= TASK TO COMPLETE =
Please repeat each of the records that follow, exactly as written.

INPUT DATA Block Start

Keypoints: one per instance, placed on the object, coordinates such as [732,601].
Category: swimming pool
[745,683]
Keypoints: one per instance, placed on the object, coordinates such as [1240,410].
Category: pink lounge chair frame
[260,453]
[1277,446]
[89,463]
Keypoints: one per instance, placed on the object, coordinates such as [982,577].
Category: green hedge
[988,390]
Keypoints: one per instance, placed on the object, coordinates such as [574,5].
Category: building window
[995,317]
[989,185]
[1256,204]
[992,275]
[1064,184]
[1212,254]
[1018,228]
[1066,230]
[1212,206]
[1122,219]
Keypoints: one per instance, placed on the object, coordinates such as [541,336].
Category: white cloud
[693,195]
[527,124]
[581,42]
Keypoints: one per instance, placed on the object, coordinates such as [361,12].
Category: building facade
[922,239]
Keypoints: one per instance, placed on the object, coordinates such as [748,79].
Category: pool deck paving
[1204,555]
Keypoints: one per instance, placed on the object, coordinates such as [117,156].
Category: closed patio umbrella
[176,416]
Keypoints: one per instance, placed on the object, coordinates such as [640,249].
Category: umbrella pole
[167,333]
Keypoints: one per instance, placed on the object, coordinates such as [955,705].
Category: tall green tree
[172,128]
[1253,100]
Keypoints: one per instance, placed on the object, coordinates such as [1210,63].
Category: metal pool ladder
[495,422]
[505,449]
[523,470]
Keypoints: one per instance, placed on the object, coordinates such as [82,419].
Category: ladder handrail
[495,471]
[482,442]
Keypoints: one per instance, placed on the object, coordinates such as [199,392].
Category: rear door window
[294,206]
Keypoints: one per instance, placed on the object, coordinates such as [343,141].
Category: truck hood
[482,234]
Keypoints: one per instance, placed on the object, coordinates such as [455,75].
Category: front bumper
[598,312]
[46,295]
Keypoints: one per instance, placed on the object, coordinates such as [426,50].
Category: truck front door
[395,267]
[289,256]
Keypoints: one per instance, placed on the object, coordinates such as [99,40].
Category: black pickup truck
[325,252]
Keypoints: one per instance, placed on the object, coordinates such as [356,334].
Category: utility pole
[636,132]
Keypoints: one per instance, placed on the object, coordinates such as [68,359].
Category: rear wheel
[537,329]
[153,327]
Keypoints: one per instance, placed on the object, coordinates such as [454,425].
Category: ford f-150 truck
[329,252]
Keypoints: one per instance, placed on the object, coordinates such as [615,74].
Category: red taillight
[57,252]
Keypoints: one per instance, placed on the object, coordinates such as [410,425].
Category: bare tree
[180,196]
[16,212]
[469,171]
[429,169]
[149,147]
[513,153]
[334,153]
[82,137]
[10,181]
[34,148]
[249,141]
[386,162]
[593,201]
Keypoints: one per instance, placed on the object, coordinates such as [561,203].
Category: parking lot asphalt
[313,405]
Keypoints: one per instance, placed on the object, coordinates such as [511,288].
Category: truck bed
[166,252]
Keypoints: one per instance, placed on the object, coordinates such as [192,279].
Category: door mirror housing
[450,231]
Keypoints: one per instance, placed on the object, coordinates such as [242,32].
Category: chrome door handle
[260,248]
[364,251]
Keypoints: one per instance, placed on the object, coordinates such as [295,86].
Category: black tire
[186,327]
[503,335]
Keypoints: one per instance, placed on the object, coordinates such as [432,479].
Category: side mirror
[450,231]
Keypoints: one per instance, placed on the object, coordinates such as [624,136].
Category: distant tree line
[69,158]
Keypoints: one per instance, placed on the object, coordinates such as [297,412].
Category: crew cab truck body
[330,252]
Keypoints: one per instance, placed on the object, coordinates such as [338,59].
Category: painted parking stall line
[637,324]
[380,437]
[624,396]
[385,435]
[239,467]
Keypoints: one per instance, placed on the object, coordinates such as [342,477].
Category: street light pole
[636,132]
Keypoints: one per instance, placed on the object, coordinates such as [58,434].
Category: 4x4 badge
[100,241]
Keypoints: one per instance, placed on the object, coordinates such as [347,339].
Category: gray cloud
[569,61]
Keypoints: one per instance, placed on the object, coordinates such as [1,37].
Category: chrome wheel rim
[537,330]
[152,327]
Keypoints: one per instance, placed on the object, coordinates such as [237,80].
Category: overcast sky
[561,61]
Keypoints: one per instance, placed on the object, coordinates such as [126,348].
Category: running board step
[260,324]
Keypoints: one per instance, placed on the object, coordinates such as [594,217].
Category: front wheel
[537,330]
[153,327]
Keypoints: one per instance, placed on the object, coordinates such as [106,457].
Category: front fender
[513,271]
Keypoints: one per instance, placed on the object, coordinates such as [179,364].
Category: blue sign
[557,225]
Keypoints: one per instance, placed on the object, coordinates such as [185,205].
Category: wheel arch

INPUT DATA Block End

= RESPONSE AREA =
Keypoints: one per instance, placed on the object, coordinates such as [732,601].
Category: swimming pool
[745,683]
Keypoints: one per instance, placed on the object, coordinates such as [1240,410].
Category: pink lounge chair frame
[260,453]
[1277,446]
[89,463]
Keypoints: one per instance, placed on the object, coordinates such as [982,577].
Category: green hedge
[988,390]
Keypoints: one per instance, placed on the object, coordinates such as [574,5].
Category: building window
[995,317]
[989,185]
[1256,204]
[992,275]
[1064,184]
[1212,254]
[1018,228]
[1066,230]
[1212,206]
[1122,219]
Keypoints: one per instance, placed on the object, coordinates such as [541,336].
Category: white cloud
[693,195]
[527,124]
[581,42]
Keypoints: one per instance, placed on the object, coordinates such as [361,12].
Category: building facade
[922,239]
Keypoints: one per instance, placed on the object, coordinates such as [748,79].
Category: pool deck paving
[1204,555]
Keypoints: one per instance, placed on the object, coordinates such as [117,156].
Category: closed patio umbrella
[176,416]
Keypoints: one per instance, placed on the object, coordinates such as [640,249].
Category: umbrella pole
[167,333]
Keypoints: one per instance, placed on the object, coordinates such as [955,705].
Category: tall green tree
[172,128]
[1253,100]
Keypoints: one per instance, placed on the object, coordinates such as [1210,63].
Category: metal pool ladder
[495,422]
[505,449]
[523,470]
Keypoints: one per instance, placed on the object, coordinates such as [82,419].
Category: ladder handrail
[495,471]
[482,442]
Keypoints: one per instance, placed on the object, coordinates such as [199,392].
Category: rear door window
[294,206]
Keypoints: one per instance, placed on the object, coordinates such as [343,141].
Category: truck hood
[482,234]
Keypoints: one per instance, placed on the object, coordinates such as [455,75].
Category: front bumper
[598,312]
[46,295]
Keypoints: one per instance, placed on the object, coordinates such as [426,50].
Category: truck front door
[395,267]
[289,256]
Keypoints: one per instance, placed on the object, coordinates such as [99,40].
Category: black pickup truck
[325,252]
Keypoints: one per instance, placed on the object, coordinates such as [356,334].
Category: utility pole
[636,132]
Keypoints: one per instance, placed on the object, coordinates such as [68,359].
Category: rear wheel
[537,329]
[153,327]
Keypoints: one per instance, placed on the object, coordinates such as [454,425].
Category: ford f-150 truck
[329,252]
Keypoints: one per instance, placed on the object, coordinates such as [615,74].
Category: red taillight
[57,252]
Keypoints: one per instance, placed on the object, coordinates such as [410,425].
Category: bare tree
[180,196]
[16,212]
[469,171]
[429,169]
[149,147]
[513,153]
[334,153]
[82,137]
[10,181]
[34,148]
[249,141]
[386,162]
[593,201]
Keypoints: one per instance, placed on the object, coordinates such as [561,203].
Category: parking lot asphalt
[313,405]
Keypoints: one per instance, placed on the object, coordinates such as [511,288].
Category: truck bed
[166,252]
Keypoints: one per instance, placed on the object, coordinates such as [192,279].
Category: door mirror housing
[450,231]
Keypoints: one per instance, placed on the object, coordinates such as [242,32].
Category: chrome door handle
[260,248]
[364,251]
Keypoints: one per instance, placed on the object, coordinates such as [295,86].
Category: black tire
[186,327]
[503,335]
Keypoints: one per instance, placed on the object, coordinates such as [432,479].
Category: side mirror
[450,231]
Keypoints: one per instance, placed on the object, coordinates such as [624,136].
Category: distant tree line
[69,158]
Keypoints: one per instance, placed on the object, coordinates such as [297,412].
Category: crew cab truck body
[330,252]
Keypoints: one per instance, placed on the object, coordinates such as [338,59].
Category: painted parking stall line
[637,324]
[380,437]
[624,396]
[385,435]
[239,467]
Keypoints: one per instance, placed on the object, coordinates such as [342,477].
Category: street light pole
[636,132]
Keypoints: one per instance, placed on the object, coordinates such as [58,434].
Category: 4x4 badge
[100,241]
Keypoints: one per instance, placed on the object, coordinates such as [347,339].
Category: gray cloud
[569,61]
Keypoints: one per instance, placed on the object, coordinates such as [1,37].
Category: chrome wheel rim
[537,330]
[152,327]
Keypoints: one per instance, placed on the object, coordinates such as [237,80].
Category: overcast sky
[561,61]
Keypoints: one per instance, placed on the object, coordinates such as [126,348].
Category: running board step
[260,324]
Keypoints: one per instance, placed on the object, coordinates such as [594,217].
Category: front wheel
[537,330]
[153,327]
Keypoints: one per instance, placed on the object, coordinates such as [106,457].
Category: front fender
[513,271]
Keypoints: one per instance, placed on the object, coordinates such as [179,364].
Category: blue sign
[557,225]
Keypoints: one per instance, placed on the object, coordinates such as [185,205].
Category: wheel arch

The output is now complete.